Texte à étudier -
━━━━━━
Shopify a constaté que le taux de dépenses que ses marchands voient en ligne est plus élevé qu’en 2018, soit avant que la COVID-19 ne frappe le monde, mais qu’il est inférieur à ce que l’entreprise avait prévu, ce qui a notamment entraîné une perte de 1,2 milliard US au cours de son dernier trimestre complété.

« En bref, nous sommes allés trop loin avec nos prévisions », a admis M. Finkelstein.

« En recalibrant nos investissements et nos dépenses, nous nous assurons de ne pas sacrifier les composants que nous estimons essentiels pour Shopify. »

Ses remarques interviennent un jour après que Shopify a annoncé la mise à pied de 10 % de son personnel – soit environ 1000 employés en considérant que l’effectif de l’entreprise comptait 10 000 employés en 2021.

Les mises à pied, dont le chef de la direction et fondateur Tobi Lütke a assumé la responsabilité, a été imputé à l’erreur de calcul de Shopify et a fortement pesé sur le cours de son action, déjà déprimé. Celui-ci a chuté de 14 % au cours de la séance de mardi.

Dans un contexte où le secteur technologique des marchés boursiers est en proie depuis plusieurs mois à un large désinvestissement, le cours des actions de Shopify a chuté de plus de 78 % depuis l’atteinte d’un sommet de 222,87 $, à la fin 2021.

Le titre a clôturé mercredi à 45,17 $, en hausse de 4,48 $, soit 11 %, à la Bourse de Toronto.
━━━━━━
Données sources -
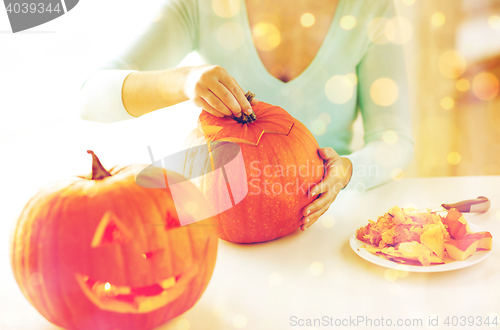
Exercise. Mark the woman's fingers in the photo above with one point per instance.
(310, 220)
(201, 103)
(226, 97)
(211, 98)
(239, 94)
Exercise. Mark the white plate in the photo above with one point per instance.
(473, 259)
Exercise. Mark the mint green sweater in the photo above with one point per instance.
(321, 97)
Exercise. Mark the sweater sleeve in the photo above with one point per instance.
(167, 40)
(383, 99)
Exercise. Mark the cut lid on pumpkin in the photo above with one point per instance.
(271, 120)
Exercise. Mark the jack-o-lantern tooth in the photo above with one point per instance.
(110, 231)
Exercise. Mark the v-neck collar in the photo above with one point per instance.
(255, 58)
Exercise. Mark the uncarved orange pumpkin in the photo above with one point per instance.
(281, 163)
(105, 252)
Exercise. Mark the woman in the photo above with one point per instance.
(316, 66)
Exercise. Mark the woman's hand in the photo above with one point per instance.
(338, 172)
(210, 87)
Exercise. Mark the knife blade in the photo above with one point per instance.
(480, 204)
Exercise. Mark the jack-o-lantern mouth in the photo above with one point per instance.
(126, 299)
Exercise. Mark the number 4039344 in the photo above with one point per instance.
(32, 8)
(470, 321)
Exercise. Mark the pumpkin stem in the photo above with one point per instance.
(246, 119)
(98, 171)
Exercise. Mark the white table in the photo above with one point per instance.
(306, 275)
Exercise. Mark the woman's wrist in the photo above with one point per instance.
(347, 171)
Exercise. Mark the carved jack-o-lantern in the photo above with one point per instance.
(103, 252)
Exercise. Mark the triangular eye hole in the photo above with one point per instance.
(110, 231)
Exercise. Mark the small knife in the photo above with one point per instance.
(480, 204)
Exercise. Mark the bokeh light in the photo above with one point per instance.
(397, 174)
(318, 127)
(447, 103)
(384, 91)
(398, 30)
(494, 21)
(452, 64)
(463, 84)
(240, 321)
(348, 22)
(226, 8)
(275, 278)
(325, 117)
(395, 289)
(390, 137)
(307, 20)
(485, 86)
(230, 35)
(353, 78)
(454, 158)
(376, 30)
(438, 19)
(339, 89)
(328, 220)
(266, 36)
(316, 268)
(182, 324)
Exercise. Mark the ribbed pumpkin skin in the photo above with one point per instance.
(52, 243)
(259, 216)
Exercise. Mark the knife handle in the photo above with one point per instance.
(480, 204)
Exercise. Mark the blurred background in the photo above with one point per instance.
(453, 56)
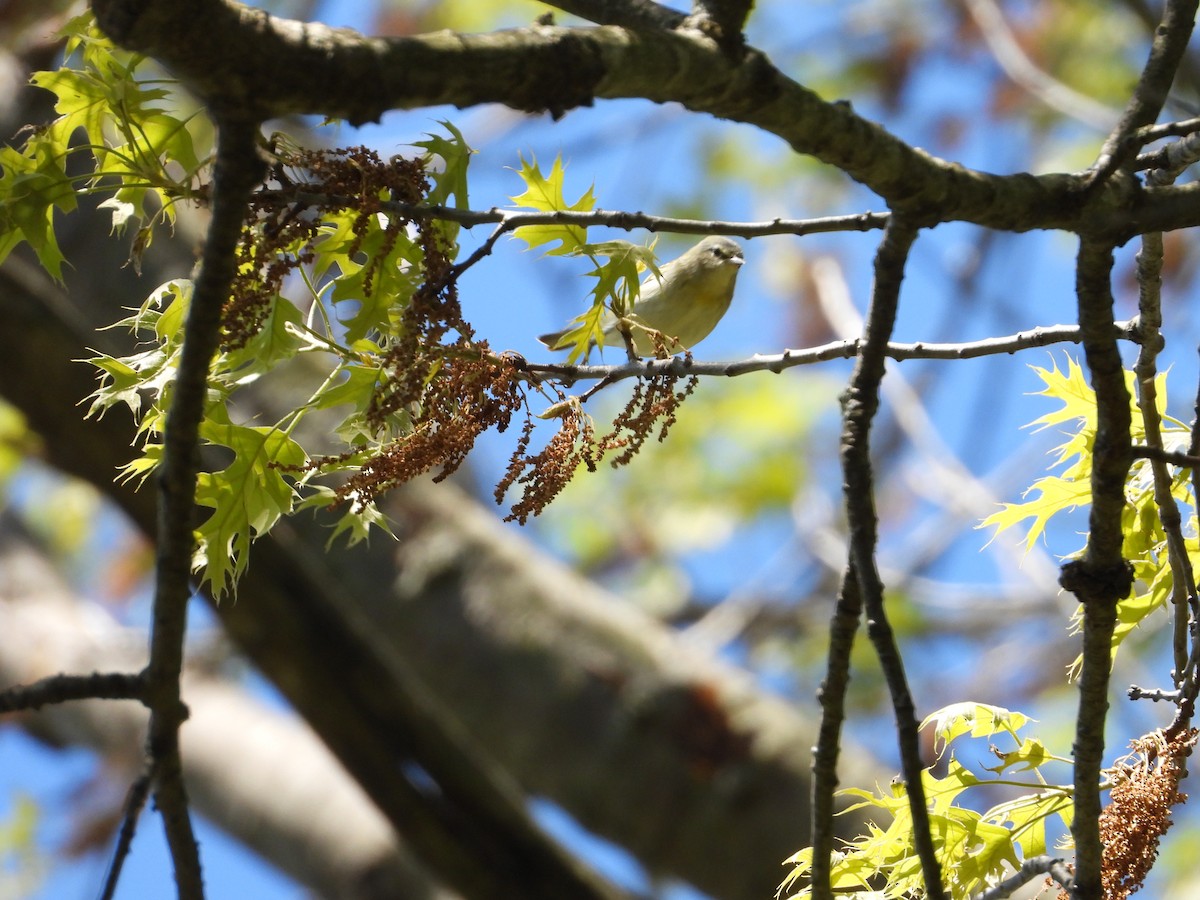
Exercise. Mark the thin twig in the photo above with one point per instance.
(832, 695)
(1150, 316)
(628, 13)
(1030, 869)
(135, 802)
(859, 405)
(1185, 461)
(599, 217)
(63, 688)
(835, 349)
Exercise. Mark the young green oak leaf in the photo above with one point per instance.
(546, 195)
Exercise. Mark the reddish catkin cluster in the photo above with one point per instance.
(653, 406)
(469, 395)
(283, 222)
(1145, 789)
(436, 378)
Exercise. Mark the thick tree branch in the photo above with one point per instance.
(1102, 576)
(238, 169)
(263, 66)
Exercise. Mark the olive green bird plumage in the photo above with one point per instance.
(685, 304)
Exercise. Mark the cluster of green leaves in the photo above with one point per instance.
(976, 850)
(348, 327)
(135, 145)
(147, 141)
(1145, 543)
(618, 264)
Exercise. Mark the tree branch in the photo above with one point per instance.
(63, 688)
(1030, 869)
(238, 169)
(511, 220)
(1168, 49)
(634, 15)
(777, 363)
(263, 66)
(859, 405)
(832, 696)
(1101, 577)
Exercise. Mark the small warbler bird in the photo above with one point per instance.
(684, 305)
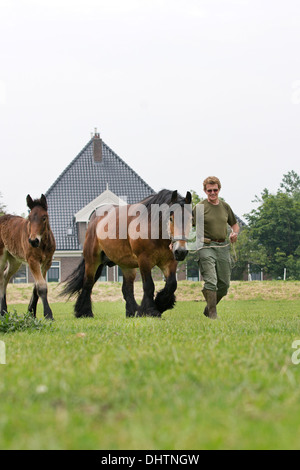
━━━━━━
Tâche à réaliser 1 - Traduisez en anglais la phrase suivante du texte sur Shopify : « Le titre a clôturé mercredi à 45,17 $, en hausse de 4,48 $, soit 11 %, à la Bourse de Toronto. »
Tâche à réaliser 2 -
Les affirmations suivantes sont-elles conformes au texte sur Shopify ? Répondez par oui ou par non, en citant à l'appui les mots décisifs du texte.
(a) Shopify a annoncé la mise à pied d'environ 1000 employés.
(b) Le taux de dépenses que les marchands de Shopify voient en ligne est inférieur à celui de 2018.
(c) Le titre de Shopify a clôturé mercredi en baisse.

Réponse 1 - The stock closed Wednesday at $45.17, up $4.48, or 11%, on the Toronto Stock Exchange.

Réponse 2 -
(a) Oui : « la mise à pied de 10 % de son personnel – soit environ 1000 employés ».
(b) Non : « est plus élevé qu’en 2018 ».
(c) Non : « en hausse de 4,48 $ ».